練習問題 A:
エントリーの中で「black」という語を含む行を数えて、その行数だけを答えてください。大文字と小文字は区別します。

抜粋文:
════

たまたま、自分の所属していたスタジオぬえは企画会社であり、デザイナーがいてイラストレーターがいてシナリオライターがいて、小説家も漫画家もいる会社でした。なので、出版社の人は出入りしているし、テレビ局のプロデューサーは出入りしているし、玩具メーカーやアニメ会社の人たちも、もちろん出入りしている状態でした。つまり、企画からアニメ制作から、出版から玩具の製品化にいたるまで、すべて同時に関われる会社にいたんです。最初から全体を見られる場所にいられたことが、自分にとっては功を奏したんでしょうね。トータルにものを見られる場所にいたことが、早い時期にディレクターをやらせてもらえたことと関係しているとは思います。
ほら、メカデザイナーから監督になった人って多いでしょう? 僕のパターンと似たことが起きているのかもしれません。メカデザイナーは商品化アイテムを担当するので、クライアントさん、スポンサーさんとのやりとりに慣れています。また、メカデザインは世界観、作品世界全体と密接に関係していますよね。アニメーターがワンカットだけ任された場合でも、全体の世界観をわかろうとしているのと、関心が担当カットにしか向いていないのとでは、後に演出に進めるかどうか、大きく変わってくるでしょうね。

════

処理用エントリー:
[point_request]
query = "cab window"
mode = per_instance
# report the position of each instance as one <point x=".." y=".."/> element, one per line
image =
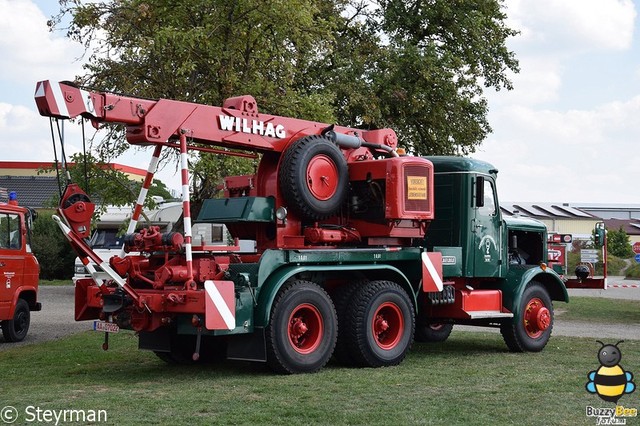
<point x="489" y="206"/>
<point x="10" y="236"/>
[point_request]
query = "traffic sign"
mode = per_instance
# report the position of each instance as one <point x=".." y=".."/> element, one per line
<point x="589" y="255"/>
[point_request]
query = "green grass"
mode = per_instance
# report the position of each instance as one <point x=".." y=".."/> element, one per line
<point x="471" y="379"/>
<point x="56" y="282"/>
<point x="633" y="271"/>
<point x="597" y="309"/>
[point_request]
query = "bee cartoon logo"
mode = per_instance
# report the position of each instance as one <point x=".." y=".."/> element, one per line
<point x="610" y="381"/>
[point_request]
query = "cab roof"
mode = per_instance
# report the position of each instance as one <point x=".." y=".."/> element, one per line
<point x="461" y="164"/>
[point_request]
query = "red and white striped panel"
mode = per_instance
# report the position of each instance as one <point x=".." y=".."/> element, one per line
<point x="432" y="272"/>
<point x="220" y="305"/>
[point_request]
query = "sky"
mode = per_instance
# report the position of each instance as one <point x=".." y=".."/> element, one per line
<point x="566" y="133"/>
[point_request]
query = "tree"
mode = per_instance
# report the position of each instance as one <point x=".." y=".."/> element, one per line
<point x="51" y="248"/>
<point x="417" y="66"/>
<point x="619" y="243"/>
<point x="106" y="185"/>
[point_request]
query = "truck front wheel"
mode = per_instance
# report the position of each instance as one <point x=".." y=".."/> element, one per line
<point x="531" y="329"/>
<point x="15" y="330"/>
<point x="381" y="324"/>
<point x="302" y="331"/>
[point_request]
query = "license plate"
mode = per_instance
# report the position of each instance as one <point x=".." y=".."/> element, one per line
<point x="107" y="327"/>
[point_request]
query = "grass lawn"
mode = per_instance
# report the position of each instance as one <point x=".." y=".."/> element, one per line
<point x="598" y="309"/>
<point x="470" y="379"/>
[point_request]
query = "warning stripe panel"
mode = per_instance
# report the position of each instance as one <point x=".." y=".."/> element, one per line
<point x="432" y="272"/>
<point x="220" y="306"/>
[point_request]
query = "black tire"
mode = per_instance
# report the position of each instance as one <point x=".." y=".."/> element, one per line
<point x="433" y="333"/>
<point x="341" y="299"/>
<point x="381" y="324"/>
<point x="302" y="330"/>
<point x="531" y="329"/>
<point x="15" y="329"/>
<point x="313" y="199"/>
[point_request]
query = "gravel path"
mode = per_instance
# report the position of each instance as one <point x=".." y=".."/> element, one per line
<point x="56" y="318"/>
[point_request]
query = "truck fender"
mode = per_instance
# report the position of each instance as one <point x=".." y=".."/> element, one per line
<point x="28" y="293"/>
<point x="278" y="278"/>
<point x="547" y="277"/>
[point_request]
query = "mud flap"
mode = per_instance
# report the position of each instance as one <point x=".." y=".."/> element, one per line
<point x="248" y="347"/>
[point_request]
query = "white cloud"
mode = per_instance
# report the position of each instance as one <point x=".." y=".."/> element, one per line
<point x="578" y="155"/>
<point x="583" y="25"/>
<point x="28" y="51"/>
<point x="29" y="135"/>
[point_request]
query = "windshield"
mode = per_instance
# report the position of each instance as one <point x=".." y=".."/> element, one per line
<point x="106" y="239"/>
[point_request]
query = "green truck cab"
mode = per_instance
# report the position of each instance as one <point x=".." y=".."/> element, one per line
<point x="496" y="265"/>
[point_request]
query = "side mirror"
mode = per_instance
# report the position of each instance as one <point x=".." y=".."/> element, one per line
<point x="600" y="233"/>
<point x="479" y="191"/>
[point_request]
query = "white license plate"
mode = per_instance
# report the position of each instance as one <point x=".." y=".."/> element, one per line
<point x="107" y="327"/>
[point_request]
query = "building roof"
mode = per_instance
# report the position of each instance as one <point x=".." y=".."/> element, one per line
<point x="631" y="227"/>
<point x="545" y="210"/>
<point x="34" y="166"/>
<point x="32" y="191"/>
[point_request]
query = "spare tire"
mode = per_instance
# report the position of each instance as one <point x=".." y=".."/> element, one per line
<point x="313" y="177"/>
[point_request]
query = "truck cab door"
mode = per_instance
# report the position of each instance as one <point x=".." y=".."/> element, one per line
<point x="11" y="260"/>
<point x="486" y="232"/>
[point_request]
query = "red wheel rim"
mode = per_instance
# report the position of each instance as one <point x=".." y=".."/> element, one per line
<point x="306" y="328"/>
<point x="387" y="325"/>
<point x="537" y="318"/>
<point x="322" y="177"/>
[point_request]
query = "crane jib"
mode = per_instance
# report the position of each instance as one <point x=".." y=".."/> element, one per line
<point x="255" y="127"/>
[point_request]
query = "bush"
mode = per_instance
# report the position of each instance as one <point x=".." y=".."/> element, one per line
<point x="51" y="248"/>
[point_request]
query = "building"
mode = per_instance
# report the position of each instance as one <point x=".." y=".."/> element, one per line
<point x="38" y="189"/>
<point x="559" y="218"/>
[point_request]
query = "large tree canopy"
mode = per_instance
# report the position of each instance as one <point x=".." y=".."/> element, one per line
<point x="418" y="66"/>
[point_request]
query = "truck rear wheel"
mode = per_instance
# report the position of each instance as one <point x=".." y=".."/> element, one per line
<point x="381" y="324"/>
<point x="302" y="330"/>
<point x="15" y="329"/>
<point x="313" y="177"/>
<point x="531" y="329"/>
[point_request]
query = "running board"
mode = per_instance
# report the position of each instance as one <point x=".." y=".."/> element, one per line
<point x="471" y="305"/>
<point x="489" y="314"/>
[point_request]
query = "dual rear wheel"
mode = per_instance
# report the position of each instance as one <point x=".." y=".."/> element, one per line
<point x="376" y="321"/>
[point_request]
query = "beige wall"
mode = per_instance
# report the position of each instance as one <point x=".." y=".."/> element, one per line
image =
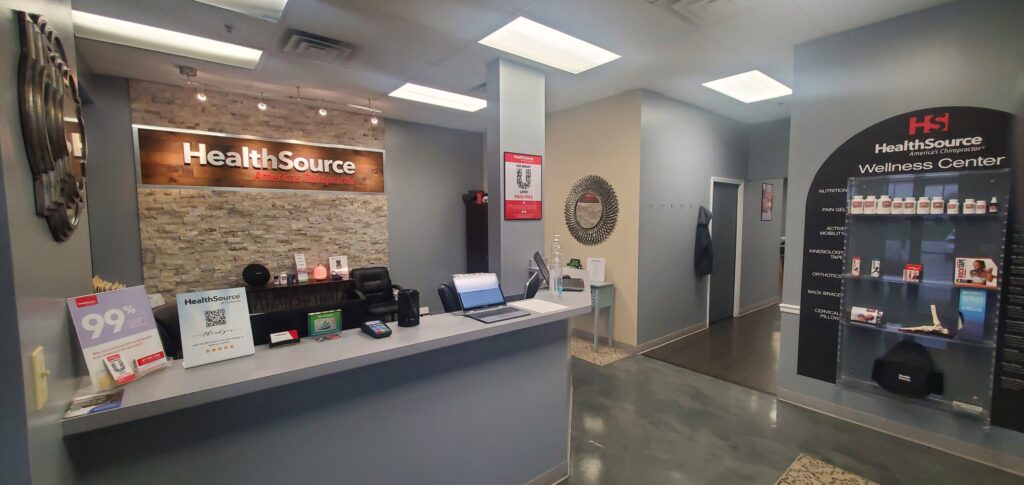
<point x="600" y="138"/>
<point x="201" y="239"/>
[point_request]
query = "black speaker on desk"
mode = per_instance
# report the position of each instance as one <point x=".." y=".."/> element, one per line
<point x="409" y="308"/>
<point x="255" y="275"/>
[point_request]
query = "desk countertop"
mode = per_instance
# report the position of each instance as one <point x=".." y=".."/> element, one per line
<point x="175" y="388"/>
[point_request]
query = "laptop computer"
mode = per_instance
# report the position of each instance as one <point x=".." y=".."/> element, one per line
<point x="482" y="299"/>
<point x="568" y="284"/>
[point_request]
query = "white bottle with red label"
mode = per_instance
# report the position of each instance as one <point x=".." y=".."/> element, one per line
<point x="870" y="205"/>
<point x="857" y="205"/>
<point x="885" y="205"/>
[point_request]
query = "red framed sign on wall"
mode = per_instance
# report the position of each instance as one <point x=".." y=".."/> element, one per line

════

練習問題 B:
上の抜粋文を読んで、次の(i)～(iii)が本文と合っているかを「はい」か「いいえ」で答えてください。それぞれ、決め手になる本文の言葉をそのまま引用して添えてください。
(i) スタジオぬえにはデザイナーやシナリオライターはいたが、漫画家はいなかった。
(ii) メカデザイナーは商品化アイテムを担当するため、スポンサーとのやりとりに慣れている。
(iii) 最初から全体を見られる場所にいたことが自分にとって功を奏した、と語られている。

解答 A:
2

解答 B:
(i) いいえ。「小説家も漫画家もいる会社でした」
(ii) はい。「メカデザイナーは商品化アイテムを担当するので、クライアントさん、スポンサーさんとのやりとりに慣れています」
(iii) はい。「最初から全体を見られる場所にいられたことが、自分にとっては功を奏したんでしょうね」